Data excerpts:
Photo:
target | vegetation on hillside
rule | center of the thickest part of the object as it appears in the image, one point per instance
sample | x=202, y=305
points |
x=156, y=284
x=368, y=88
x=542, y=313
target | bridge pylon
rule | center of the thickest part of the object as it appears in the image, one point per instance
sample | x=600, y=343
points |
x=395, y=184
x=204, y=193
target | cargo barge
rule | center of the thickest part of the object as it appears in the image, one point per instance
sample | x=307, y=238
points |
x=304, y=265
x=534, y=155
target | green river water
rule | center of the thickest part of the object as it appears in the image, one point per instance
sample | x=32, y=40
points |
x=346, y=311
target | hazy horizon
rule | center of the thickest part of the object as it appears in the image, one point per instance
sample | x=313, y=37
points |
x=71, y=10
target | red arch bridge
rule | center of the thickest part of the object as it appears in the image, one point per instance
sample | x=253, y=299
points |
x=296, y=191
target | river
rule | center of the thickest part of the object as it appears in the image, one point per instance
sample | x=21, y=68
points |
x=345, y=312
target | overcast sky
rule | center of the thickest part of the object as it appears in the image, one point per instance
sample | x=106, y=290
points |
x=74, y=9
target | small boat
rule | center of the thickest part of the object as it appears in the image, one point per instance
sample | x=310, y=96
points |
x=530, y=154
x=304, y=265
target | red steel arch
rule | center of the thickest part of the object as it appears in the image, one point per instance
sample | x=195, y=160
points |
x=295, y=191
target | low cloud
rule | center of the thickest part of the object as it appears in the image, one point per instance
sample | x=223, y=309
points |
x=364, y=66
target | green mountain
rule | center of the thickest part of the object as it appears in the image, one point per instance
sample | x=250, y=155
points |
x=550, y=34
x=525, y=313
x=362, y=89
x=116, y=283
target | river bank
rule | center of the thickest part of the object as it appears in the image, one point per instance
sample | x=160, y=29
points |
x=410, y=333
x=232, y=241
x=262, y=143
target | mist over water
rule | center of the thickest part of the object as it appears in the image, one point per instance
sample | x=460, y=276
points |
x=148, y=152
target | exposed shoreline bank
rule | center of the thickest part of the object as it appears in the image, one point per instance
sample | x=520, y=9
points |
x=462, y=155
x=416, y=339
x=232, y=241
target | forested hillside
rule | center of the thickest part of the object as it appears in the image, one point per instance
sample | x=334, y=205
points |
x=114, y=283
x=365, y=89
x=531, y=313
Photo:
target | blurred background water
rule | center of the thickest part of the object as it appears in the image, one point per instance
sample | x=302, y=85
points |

Task directions: Copy the stretch of the material from the line containing "target | river bank" through the line containing "x=531, y=313", reproducing each line unchanged.

Output:
target | river bank
rule | center of the thickest part of the object as it appears in the image, one point per instance
sample | x=160, y=29
points |
x=410, y=333
x=232, y=241
x=262, y=143
target | mist over water
rule | center of the thickest part of the object as it appears in the image, one point per instance
sample | x=460, y=276
points |
x=148, y=152
target | exposed shoreline bank
rule | center of the thickest part of the object as it appears in the image, one point per instance
sample | x=520, y=9
points |
x=462, y=155
x=416, y=339
x=232, y=241
target | forested hillside
rule | center of the thickest part of the object as it appears in the image, one point per instance
sample | x=334, y=205
points |
x=114, y=283
x=365, y=89
x=531, y=313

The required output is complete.